ACTIVITY. Copy out the full passage about the Agent pipeline and stripping away its structure, word for word.

DOCUMENT EXTRACT.
--- --- ---

My pipeline perfectly reproduced this drift. The pipeline’s structure itself is an exploitation machine: every cycle has clear inputs and outputs, every iteration is expected to produce mergeable code. Under this structure, exploration has no reward and can’t even be expressed. An Agent can’t write in a pull request “I suggest we pause delivery and spend three weeks rethinking our architecture,” the structure doesn’t accept that kind of sentence. Clayton Christensen described exactly this same mechanism unfolding at the enterprise level in The Innovator’s Dilemma [9]: mature companies get disrupted often not for lack of talent or resources but, on the contrary, precisely because their highly mature processes, value networks, and profit models confine improvement to a very narrow corridor, the incremental, predictable, architecture-preserving kind. My Agent pipeline, at a miniature scale, replayed exactly the same predicament. After seeing this result, I started wondering: if the problem lies in structure, what would happen if I simplified it?

Stripping Away Structure

I first removed the Documenter, leaving only the Strategist, Executor, and Tester. Knowledge was no longer systematically recorded, and each round left behind only the code itself and the Tester’s validation results.

Then I went further and removed the Tester, leaving only the Strategist and Executor. This simplified architecture[2] made the cycle lighter and faster. The Executor would say “I’m done,” but no one checked. The Strategist didn’t check either. At first functionality was more or less fine, but as the cycles continued, after 500-some iterations, the codebase had ballooned to sixty or seventy thousand lines.

--- --- ---

EXCERPTED RECORDS.
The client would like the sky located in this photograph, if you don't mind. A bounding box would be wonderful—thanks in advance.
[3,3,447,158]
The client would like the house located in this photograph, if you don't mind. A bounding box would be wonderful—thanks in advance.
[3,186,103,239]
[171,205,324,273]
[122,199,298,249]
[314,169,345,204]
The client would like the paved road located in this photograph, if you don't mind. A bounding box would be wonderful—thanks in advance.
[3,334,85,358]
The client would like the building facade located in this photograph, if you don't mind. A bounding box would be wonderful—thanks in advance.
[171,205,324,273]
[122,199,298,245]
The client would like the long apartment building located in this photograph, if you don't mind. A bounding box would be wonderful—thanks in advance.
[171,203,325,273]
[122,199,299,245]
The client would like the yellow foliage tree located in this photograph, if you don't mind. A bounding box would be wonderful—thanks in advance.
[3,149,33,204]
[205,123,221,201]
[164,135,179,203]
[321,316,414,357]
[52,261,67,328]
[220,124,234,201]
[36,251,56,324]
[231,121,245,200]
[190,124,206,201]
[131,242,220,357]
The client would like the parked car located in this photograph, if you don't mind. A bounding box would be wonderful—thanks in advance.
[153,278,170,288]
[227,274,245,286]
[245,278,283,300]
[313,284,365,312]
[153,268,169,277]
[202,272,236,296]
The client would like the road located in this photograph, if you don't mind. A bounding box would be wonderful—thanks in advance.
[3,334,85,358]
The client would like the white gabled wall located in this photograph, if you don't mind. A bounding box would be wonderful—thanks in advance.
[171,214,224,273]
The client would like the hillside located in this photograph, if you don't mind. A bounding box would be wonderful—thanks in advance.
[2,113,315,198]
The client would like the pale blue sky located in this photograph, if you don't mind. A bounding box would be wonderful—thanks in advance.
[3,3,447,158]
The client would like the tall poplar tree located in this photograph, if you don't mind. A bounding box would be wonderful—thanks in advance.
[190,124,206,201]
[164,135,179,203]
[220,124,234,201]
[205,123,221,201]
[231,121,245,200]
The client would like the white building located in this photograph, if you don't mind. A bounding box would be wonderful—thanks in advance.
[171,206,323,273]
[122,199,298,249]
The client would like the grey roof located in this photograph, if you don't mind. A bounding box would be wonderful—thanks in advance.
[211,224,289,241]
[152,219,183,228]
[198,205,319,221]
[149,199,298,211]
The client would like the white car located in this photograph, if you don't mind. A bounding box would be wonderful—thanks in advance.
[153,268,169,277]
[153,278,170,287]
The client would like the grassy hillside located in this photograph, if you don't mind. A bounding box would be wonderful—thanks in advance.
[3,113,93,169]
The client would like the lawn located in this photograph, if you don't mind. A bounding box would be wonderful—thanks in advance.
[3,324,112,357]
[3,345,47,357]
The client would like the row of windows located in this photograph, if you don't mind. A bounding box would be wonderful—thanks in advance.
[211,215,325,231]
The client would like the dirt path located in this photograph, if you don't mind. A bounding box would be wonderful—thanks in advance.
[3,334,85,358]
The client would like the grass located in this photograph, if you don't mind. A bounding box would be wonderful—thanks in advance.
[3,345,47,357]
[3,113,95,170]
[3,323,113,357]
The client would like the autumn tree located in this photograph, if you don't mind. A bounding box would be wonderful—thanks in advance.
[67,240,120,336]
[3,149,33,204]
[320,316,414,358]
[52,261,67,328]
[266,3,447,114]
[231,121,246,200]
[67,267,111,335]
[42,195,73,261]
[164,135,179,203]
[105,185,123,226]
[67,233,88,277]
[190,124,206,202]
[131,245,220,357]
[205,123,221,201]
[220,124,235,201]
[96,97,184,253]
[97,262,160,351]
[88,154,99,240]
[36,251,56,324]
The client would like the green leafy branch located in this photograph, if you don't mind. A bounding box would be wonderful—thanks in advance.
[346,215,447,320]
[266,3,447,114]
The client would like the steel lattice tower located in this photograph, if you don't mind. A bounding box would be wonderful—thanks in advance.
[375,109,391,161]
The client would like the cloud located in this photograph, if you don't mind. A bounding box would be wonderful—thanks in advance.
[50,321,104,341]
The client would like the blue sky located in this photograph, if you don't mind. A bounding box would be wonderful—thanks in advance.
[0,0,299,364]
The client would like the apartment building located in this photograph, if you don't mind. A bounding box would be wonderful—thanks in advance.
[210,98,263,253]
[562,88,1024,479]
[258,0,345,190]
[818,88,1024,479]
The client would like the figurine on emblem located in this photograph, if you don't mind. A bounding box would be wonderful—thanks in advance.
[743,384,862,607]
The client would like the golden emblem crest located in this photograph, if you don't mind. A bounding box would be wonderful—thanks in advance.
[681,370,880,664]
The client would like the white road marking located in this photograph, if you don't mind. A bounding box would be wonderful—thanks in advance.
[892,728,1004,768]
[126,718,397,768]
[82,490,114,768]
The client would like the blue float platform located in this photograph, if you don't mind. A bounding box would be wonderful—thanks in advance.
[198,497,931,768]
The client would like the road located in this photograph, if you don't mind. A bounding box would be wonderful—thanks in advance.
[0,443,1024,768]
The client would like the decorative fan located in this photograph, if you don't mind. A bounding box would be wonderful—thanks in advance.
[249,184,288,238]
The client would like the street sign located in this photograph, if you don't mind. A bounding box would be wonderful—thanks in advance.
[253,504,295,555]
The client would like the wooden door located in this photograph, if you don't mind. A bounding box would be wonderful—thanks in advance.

--- --- ---

RESPONSE TO THIS TASK.
My pipeline perfectly reproduced this drift. The pipeline’s structure itself is an exploitation machine: every cycle has clear inputs and outputs, every iteration is expected to produce mergeable code. Under this structure, exploration has no reward and can’t even be expressed. An Agent can’t write in a pull request “I suggest we pause delivery and spend three weeks rethinking our architecture,” the structure doesn’t accept that kind of sentence. Clayton Christensen described exactly this same mechanism unfolding at the enterprise level in The Innovator’s Dilemma [9]: mature companies get disrupted often not for lack of talent or resources but, on the contrary, precisely because their highly mature processes, value networks, and profit models confine improvement to a very narrow corridor, the incremental, predictable, architecture-preserving kind. My Agent pipeline, at a miniature scale, replayed exactly the same predicament. After seeing this result, I started wondering: if the problem lies in structure, what would happen if I simplified it?

Stripping Away Structure

I first removed the Documenter, leaving only the Strategist, Executor, and Tester. Knowledge was no longer systematically recorded, and each round left behind only the code itself and the Tester’s validation results.

Then I went further and removed the Tester, leaving only the Strategist and Executor. This simplified architecture[2] made the cycle lighter and faster. The Executor would say “I’m done,” but no one checked. The Strategist didn’t check either. At first functionality was more or less fine, but as the cycles continued, after 500-some iterations, the codebase had ballooned to sixty or seventy thousand lines.